— Begin Page extract —

We’ve all seen the carefully formatted, highlighted and annotated graphs that analysts use to illustrate various theories about future oil production and prices. The following graph was built from global oil production statistics published by the U.S. Energy Information Administration. It presents a bare bones summary that highlights only one thing; the incredible disconnect between oil prices and oil production rates.
If the world had plentiful oil resources as some claim, production volumes would have skyrocketed during the early part of this decade. Since production only increased by 14.1% from 1997 through 2006 while market prices climbed by 260%, I’m convinced we can’t drill our way out of this mess. If peak oil advocates are right, and I suspect they are, double-digit gas prices are simply a matter of time. I paid 24.9¢ per gallon for my first tank of gas and forty years later prices peaked at about $4.40; so I fully expect to pay $10 or even $20 a gallon before I die.
Even if you believe global warming is hogwash, the immutable laws of supply and demand remain as fundamental drivers for cleantech, the sixth industrial revolution. In a free global market, the 500 million who need 20 gallons to fill their gas tanks cannot possibly outbid the 6 billion who need 2 gallons to fill a scooter. So unless we’re willing to rely on divine intervention, our only choices are maximizing energy production, reducing dependence on liquid fuels and minimizing waste. The only existing technology that can possibly get us there is energy storage; the beating heart of the cleantech revolution.
In early September, I published an article called Energy Storage Stocks; Performance, Cost and Bell Shaped Curves; an early effort to explain that a statistical analysis of energy storage needs in most applications would yield a normal bell shaped curve. In early October, I published an article called Alternative Energy, Regular Guy Stuff and Rainbow Stew; an effort to explain the common man’s response to alternative energy in general and energy storage in particular. The core message in both articles was that growth in energy storage would be driven by the choices of individual consumers and the market could be statistically described by a normal bell shaped curve where a small minority have modest needs, a large majority have average needs and a small minority have extreme needs. My basic premise was that every energy storage decision will boil down to a cost-benefit analysis where the value of the energy delivered to an application must exceed the cost of the original energy inputs plus the fully loaded cost of the energy storage system. My conclusion was that while companies at the performance extremes will enjoy an undue share of the publicity and glory, the companies that offer a cost-effective solution for the average user will book the lion’s share of the future revenues and profits.
There are tremendous opportunities in the energy storage sector, but not on the bleeding edge of storage technology. Companies like Exide (XIDE), Enersys (NYSE:ENS), C&D Technologies (CHP) and Axion Power (NASDAQ:AXPW) that make energy storage products for regular guys with average needs are sure to prosper and appreciate substantially as they shed an old-tech image. Companies like Ener1 (NASDAQ:HEV), Valence (VLNC) and Altair Nanotechnologies (NASDAQ:ALTI) may survive by selling expensive products to an extreme performance niche, but they’ve already had their 15 minutes of fame and 300% gains. Apple has always been the leader in PC performance while Microsoft and Intel focused on cheaper solutions for regular guys. Do I need to remind anyone who won the first 20 years of the PC wars?
Disclosure: Author holds a large long position in Axion Power (AXPW), recently bought small long positions in Exide (XIDE) and Enersys (ENS) and will likely make additional energy storage sector investments in the future.

— End Page extract —

**Stated task 1**. In the article on oil prices and energy storage, by what percentage did oil production increase from 1997 through 2006?
The article and the listing were taken from unrelated sources.

— Begin Supplied data —

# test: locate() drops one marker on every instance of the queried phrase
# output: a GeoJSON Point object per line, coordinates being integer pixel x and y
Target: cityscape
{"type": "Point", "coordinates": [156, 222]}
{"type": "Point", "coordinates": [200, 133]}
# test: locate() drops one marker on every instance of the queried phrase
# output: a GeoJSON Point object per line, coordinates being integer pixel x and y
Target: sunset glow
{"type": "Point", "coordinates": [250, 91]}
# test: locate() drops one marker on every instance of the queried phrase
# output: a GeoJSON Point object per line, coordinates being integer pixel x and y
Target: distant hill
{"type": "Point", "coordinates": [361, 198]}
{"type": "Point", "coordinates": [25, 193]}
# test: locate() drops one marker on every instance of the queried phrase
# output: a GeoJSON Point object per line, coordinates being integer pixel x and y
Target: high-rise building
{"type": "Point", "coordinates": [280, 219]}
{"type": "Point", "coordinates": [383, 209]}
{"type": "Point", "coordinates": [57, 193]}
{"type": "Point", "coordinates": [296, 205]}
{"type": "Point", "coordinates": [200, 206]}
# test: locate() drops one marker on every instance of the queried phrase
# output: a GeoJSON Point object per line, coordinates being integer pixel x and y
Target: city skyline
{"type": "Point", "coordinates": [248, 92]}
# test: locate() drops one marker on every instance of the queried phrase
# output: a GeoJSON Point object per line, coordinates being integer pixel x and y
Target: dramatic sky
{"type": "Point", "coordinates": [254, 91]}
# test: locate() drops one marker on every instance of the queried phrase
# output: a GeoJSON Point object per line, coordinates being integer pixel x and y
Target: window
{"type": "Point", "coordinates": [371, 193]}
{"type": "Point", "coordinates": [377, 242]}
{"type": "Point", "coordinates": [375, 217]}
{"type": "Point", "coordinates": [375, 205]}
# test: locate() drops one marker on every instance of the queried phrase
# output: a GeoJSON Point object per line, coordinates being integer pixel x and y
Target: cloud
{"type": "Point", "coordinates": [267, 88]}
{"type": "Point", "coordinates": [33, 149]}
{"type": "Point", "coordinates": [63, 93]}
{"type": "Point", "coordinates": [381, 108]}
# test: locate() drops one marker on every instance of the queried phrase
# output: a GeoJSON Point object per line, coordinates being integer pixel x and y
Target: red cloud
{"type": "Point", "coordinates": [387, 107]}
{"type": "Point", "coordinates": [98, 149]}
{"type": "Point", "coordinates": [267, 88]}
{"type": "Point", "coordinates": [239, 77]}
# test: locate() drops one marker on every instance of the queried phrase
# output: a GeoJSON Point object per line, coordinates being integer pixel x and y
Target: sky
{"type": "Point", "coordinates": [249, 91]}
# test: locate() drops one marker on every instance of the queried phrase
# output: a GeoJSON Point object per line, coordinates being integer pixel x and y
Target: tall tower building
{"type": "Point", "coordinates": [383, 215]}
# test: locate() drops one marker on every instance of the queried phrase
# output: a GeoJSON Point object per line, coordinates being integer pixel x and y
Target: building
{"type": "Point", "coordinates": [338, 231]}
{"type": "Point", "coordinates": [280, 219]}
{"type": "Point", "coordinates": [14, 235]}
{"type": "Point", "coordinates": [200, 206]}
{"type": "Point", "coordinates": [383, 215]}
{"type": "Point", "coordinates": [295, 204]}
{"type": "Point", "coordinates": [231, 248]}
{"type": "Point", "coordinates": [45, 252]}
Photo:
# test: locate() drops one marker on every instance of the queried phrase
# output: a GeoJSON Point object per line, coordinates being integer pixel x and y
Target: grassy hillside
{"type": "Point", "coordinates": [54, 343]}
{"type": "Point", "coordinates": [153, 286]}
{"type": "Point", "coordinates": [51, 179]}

— End Supplied data —
— Begin Supplied data —

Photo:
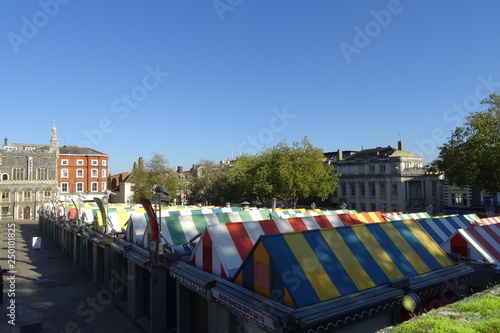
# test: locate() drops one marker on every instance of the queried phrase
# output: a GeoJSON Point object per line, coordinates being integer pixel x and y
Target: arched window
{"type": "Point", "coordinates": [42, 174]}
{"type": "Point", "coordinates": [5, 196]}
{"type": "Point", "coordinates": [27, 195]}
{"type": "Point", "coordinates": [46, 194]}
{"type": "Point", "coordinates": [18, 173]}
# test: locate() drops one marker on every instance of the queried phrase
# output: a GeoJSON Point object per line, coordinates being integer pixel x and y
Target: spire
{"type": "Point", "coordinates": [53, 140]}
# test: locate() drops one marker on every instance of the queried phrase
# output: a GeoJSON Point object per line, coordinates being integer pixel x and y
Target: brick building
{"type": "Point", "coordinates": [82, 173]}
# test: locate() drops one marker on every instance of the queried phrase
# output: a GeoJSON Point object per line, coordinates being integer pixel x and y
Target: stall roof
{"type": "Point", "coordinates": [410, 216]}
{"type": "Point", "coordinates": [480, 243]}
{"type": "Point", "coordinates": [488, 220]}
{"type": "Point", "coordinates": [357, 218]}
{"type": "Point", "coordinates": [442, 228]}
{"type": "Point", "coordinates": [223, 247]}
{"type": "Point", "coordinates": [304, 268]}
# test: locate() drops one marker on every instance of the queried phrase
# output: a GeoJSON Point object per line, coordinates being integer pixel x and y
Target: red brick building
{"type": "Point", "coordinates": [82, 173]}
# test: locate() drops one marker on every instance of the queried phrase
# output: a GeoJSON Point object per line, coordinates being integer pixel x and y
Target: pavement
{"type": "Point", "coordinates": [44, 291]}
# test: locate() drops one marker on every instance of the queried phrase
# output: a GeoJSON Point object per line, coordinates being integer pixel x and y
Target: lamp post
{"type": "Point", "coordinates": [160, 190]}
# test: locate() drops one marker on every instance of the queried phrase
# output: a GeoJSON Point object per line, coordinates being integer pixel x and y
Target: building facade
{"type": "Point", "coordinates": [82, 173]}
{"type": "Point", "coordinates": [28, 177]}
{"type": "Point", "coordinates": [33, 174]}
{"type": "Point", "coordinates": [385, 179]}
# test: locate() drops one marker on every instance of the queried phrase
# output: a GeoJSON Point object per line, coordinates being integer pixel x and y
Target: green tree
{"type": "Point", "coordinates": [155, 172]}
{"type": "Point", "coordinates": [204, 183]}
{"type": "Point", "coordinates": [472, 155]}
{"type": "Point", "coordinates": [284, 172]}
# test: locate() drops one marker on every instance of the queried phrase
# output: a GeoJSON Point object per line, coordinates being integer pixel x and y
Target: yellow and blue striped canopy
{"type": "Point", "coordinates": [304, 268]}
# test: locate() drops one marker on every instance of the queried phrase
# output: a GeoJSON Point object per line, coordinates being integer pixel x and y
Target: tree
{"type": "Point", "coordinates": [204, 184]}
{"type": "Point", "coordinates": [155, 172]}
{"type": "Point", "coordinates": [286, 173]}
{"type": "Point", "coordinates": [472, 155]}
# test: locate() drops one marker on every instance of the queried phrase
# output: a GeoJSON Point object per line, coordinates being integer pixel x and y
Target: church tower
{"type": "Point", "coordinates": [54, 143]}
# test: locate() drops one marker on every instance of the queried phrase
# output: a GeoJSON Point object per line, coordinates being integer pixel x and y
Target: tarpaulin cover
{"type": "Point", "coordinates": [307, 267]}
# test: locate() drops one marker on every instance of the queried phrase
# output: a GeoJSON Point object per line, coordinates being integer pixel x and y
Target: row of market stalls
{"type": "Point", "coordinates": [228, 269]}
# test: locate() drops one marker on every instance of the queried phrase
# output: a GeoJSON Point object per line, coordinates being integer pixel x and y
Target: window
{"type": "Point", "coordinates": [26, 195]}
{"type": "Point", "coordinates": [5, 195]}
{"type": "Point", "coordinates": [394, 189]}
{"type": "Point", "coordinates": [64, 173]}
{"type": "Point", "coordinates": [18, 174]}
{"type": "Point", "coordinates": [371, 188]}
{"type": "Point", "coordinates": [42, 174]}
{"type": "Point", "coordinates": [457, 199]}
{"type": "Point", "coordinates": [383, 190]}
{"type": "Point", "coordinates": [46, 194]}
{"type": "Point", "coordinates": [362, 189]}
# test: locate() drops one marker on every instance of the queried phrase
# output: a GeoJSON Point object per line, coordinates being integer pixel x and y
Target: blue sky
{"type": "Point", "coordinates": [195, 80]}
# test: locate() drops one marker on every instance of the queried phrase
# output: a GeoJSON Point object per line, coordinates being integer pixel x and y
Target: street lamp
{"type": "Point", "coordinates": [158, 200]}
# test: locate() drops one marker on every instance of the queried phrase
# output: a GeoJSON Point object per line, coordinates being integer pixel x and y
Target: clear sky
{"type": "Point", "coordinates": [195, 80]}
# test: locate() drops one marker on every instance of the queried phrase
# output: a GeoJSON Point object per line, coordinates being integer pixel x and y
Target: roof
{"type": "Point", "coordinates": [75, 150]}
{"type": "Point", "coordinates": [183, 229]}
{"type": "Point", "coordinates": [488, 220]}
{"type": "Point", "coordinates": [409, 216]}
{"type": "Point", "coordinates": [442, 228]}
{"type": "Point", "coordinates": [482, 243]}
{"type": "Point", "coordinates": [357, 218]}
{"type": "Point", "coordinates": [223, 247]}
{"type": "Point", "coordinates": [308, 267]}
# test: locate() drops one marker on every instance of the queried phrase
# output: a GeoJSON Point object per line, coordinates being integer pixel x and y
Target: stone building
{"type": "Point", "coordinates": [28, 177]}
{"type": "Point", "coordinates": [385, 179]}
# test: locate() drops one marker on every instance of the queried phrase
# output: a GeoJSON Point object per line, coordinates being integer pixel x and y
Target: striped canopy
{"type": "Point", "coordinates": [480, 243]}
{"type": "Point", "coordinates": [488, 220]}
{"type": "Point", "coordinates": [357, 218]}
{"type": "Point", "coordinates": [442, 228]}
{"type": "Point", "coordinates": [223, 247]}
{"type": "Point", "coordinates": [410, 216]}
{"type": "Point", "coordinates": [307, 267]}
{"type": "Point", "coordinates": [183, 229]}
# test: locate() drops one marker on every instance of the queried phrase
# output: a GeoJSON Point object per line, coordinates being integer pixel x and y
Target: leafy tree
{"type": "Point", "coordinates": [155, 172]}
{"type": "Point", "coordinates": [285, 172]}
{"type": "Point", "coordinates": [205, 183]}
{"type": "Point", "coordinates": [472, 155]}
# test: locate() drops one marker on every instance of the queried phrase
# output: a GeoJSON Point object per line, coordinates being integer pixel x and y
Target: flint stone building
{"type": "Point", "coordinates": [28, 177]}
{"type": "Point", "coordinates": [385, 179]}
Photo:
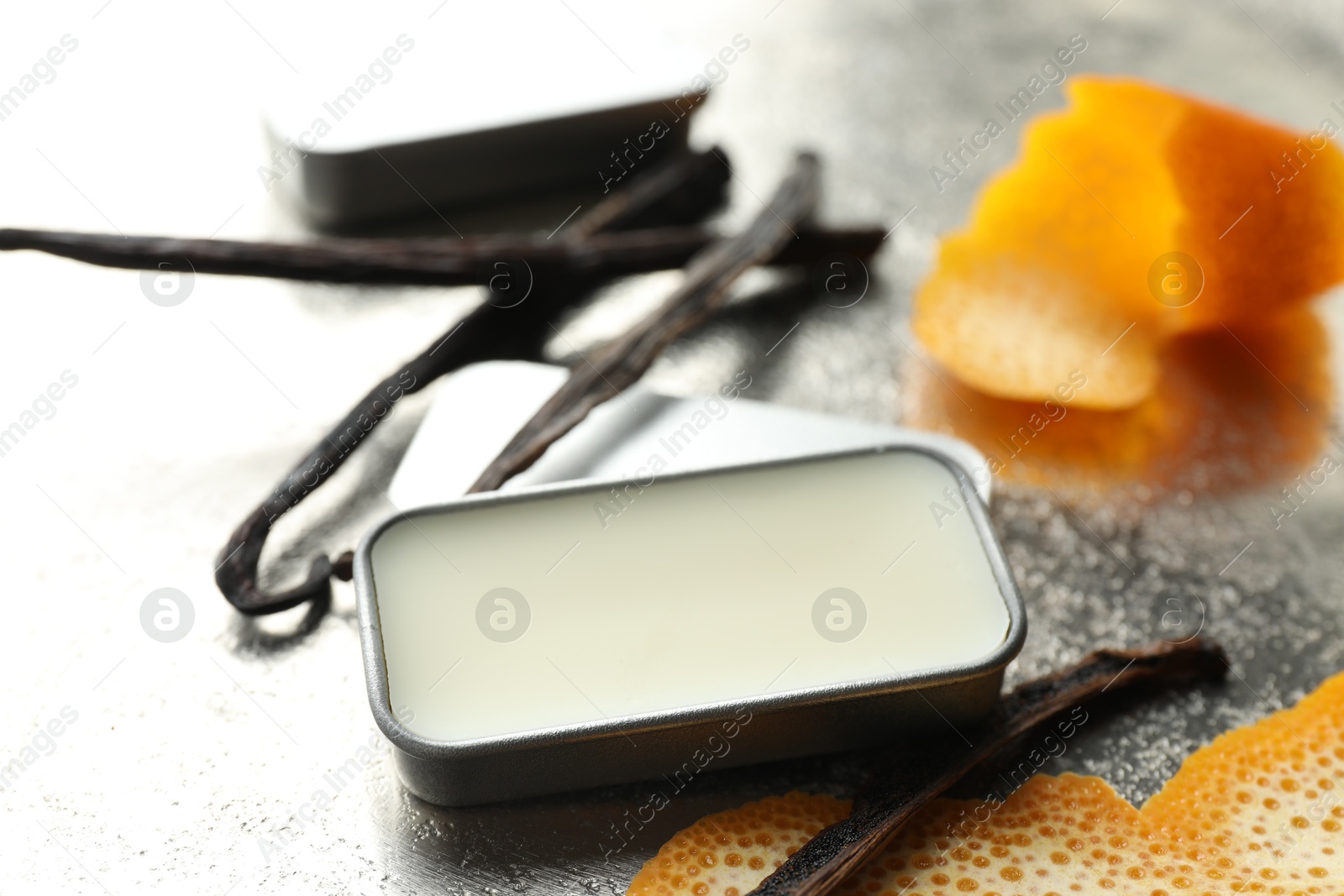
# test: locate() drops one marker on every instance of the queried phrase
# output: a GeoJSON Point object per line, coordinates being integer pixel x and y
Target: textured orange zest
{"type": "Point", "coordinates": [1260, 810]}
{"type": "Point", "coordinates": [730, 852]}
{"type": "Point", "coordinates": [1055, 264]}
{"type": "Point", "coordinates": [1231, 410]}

— End Supplied data —
— Begin Supplied data —

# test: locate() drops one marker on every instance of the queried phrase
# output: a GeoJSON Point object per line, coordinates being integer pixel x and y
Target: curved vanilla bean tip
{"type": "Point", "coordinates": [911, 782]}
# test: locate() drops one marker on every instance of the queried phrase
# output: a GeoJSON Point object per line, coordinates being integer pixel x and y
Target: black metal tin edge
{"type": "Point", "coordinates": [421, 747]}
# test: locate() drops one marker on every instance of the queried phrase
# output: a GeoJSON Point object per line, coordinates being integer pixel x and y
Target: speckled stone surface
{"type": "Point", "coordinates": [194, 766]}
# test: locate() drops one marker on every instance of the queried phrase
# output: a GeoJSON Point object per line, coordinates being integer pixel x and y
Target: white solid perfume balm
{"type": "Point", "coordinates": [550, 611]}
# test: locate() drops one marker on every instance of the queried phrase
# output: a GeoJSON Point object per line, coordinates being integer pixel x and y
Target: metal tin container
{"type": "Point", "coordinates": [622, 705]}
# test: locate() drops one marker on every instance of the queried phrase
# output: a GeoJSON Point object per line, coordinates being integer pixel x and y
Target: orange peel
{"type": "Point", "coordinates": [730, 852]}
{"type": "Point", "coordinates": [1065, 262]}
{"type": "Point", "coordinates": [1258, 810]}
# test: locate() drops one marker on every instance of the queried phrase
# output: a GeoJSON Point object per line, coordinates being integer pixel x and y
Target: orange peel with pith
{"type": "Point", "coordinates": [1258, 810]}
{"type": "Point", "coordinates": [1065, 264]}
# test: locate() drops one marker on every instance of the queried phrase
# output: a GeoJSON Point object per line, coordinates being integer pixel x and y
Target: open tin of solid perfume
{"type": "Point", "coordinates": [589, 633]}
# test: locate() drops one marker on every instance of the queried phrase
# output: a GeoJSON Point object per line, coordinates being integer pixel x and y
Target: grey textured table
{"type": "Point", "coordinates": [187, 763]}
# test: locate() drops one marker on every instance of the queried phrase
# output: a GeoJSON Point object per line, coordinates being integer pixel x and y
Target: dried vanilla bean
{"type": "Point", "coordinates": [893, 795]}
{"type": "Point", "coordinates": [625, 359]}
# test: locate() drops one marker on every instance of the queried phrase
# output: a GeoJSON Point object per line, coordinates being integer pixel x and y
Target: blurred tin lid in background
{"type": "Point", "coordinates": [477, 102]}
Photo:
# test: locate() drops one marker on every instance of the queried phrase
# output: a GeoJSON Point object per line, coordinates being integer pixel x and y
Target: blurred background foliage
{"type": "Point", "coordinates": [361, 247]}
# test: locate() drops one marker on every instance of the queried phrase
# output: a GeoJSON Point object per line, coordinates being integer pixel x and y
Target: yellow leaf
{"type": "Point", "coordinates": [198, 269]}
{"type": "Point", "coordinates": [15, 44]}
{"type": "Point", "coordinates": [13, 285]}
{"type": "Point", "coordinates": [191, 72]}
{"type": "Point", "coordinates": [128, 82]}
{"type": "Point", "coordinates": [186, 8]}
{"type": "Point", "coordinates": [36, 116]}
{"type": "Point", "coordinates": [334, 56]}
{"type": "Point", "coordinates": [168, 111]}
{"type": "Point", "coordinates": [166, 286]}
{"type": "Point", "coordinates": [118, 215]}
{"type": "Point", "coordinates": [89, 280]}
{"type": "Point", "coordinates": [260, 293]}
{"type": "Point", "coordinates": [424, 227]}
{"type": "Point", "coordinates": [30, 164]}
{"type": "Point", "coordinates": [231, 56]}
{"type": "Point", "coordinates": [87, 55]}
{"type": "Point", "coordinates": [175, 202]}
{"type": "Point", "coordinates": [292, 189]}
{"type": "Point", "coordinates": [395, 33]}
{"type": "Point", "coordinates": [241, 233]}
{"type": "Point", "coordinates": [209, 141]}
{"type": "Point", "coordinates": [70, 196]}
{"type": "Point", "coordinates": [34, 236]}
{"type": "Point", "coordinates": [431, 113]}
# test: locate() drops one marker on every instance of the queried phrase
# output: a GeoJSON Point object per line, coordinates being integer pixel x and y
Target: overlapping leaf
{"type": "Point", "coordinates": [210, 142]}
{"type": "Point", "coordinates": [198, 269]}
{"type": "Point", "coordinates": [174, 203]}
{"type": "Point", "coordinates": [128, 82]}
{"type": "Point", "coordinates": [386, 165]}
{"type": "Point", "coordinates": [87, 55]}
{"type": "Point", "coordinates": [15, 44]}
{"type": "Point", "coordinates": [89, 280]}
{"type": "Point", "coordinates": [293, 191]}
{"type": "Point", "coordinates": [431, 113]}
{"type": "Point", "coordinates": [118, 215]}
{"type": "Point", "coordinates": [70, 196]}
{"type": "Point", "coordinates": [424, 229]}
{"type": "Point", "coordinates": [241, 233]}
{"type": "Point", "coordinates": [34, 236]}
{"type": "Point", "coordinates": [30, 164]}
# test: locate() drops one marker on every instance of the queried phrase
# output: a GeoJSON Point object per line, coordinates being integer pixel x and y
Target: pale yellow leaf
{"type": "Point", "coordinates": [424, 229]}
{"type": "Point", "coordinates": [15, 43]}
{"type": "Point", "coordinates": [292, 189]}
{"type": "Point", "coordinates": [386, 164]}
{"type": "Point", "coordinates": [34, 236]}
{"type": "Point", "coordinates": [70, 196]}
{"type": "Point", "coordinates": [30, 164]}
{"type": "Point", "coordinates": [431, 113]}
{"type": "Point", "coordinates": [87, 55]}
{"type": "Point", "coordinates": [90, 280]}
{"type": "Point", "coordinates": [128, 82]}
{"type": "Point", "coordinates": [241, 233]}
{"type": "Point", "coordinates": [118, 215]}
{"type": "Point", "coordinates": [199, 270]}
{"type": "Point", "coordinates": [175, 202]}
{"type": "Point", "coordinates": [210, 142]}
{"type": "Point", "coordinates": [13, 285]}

— End Supplied data —

**Stated task 2**. Return every line of the listing that contains the string "lamp", treating uppercase and lowercase letters as different.

**Result 1**. Oil production increased by 14.1%.

**Result 2**.
Target: lamp post
Target: street lamp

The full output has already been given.